**** TEXTE À EXAMINER ****

Les prédateurs des toxiques papillons Monarque développent génétiquement la même résistance à leur poison
Les chenilles des papillons monarques vivent sur des plantes asclépiades toxiques, ce qui rend les adultes nocifs pour la plupart de leurs prédateurs. Au cours de la dernière décennie, les chercheurs ont pu repérer un certain nombre de mutations génétiques essentielles qui permettent aux monarques de tolérer les toxines de l’asclépiade.
Image d’entête : un groupe de papillons monarques hivernant en Californie. (Mark Chappell/ UC Riverside)
Une étude vient de montrer que quatre des prédateurs nord-américains des monarques possèdent également ces mutations, dans un fascinant exemple d’évolution convergente, lorsque des espèces développent les mêmes particularités physiques, dans un même type d’environnement, sans avoir d’ancêtre commun.
Une équipe de chercheurs américains a découvert qu’un oiseau, une souris, une guêpe et un nématode ont chacun développé des mutations dans leurs gènes codant pour une protéine importante, la pompe sodium-potassium.

**** DONNÉES PRÉSENTÉES ****

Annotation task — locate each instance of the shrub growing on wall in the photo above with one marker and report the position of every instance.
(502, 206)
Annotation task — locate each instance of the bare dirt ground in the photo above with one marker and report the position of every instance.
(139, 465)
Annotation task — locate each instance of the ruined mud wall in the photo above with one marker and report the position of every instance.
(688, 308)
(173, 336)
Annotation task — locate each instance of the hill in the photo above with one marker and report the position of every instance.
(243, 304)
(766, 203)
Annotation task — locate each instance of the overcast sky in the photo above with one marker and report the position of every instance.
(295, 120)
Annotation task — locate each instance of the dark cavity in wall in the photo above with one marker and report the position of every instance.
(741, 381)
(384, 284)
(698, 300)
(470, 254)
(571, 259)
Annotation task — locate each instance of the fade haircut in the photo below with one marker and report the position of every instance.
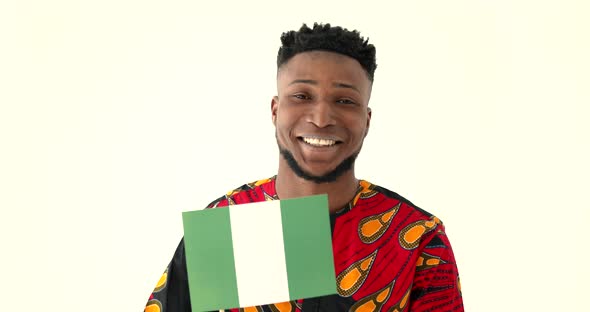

****

■ **CONSIGNE 1**
Selon le texte sur les monarques, quelles quatre espèces de prédateurs ont développé des mutations dans les gènes codant pour la pompe sodium-potassium ?
■ **CONSIGNE 2**
Reproduire le texte sur les monarques de « Les prédateurs des » jusqu’à « Chappell/ UC Riverside) », en renommant « chenilles » en « larves ».
■ **CONSIGNE 3**
Prolonger le texte sur les monarques et leurs prédateurs à la suite de sa dernière phrase.
Le matériel présenté est indépendant du texte à examiner.

■ **RÉPONSE 1**
Un oiseau, une souris, une guêpe et un nématode.

■ **RÉPONSE 2**
Les prédateurs des toxiques papillons Monarque développent génétiquement la même résistance à leur poison
Les larves des papillons monarques vivent sur des plantes asclépiades toxiques, ce qui rend les adultes nocifs pour la plupart de leurs prédateurs. Au cours de la dernière décennie, les chercheurs ont pu repérer un certain nombre de mutations génétiques essentielles qui permettent aux monarques de tolérer les toxines de l’asclépiade.
Image d’entête : un groupe de papillons monarques hivernant en Californie. (Mark Chappell/ UC Riverside)

■ **RÉPONSE 3**
Ces mutations sont presque identiques, malgré les grandes différences morphologiques entre les espèces. Elles correspondent également à celles des papillons eux-mêmes, que les chercheurs ont repérées il y a quelques années.
La pompe sodium-potassium est cruciale pour le fonctionnement des battements cardiaques et des décharges nerveuses. Les toxines de l’asclépiade qui interfèrent avec sa production sont donc dangereuses. L’asclépiade peut provoquer des crises cardiaques chez des créatures aussi grandes que l’humain et le cheval.
Il est donc logique que des mutations dans les gènes qui codent pour cette pompe rendent les espèces plus résistantes à l’asclépiade. Néanmoins, les chercheurs ont été surpris par la similitude de ces gènes.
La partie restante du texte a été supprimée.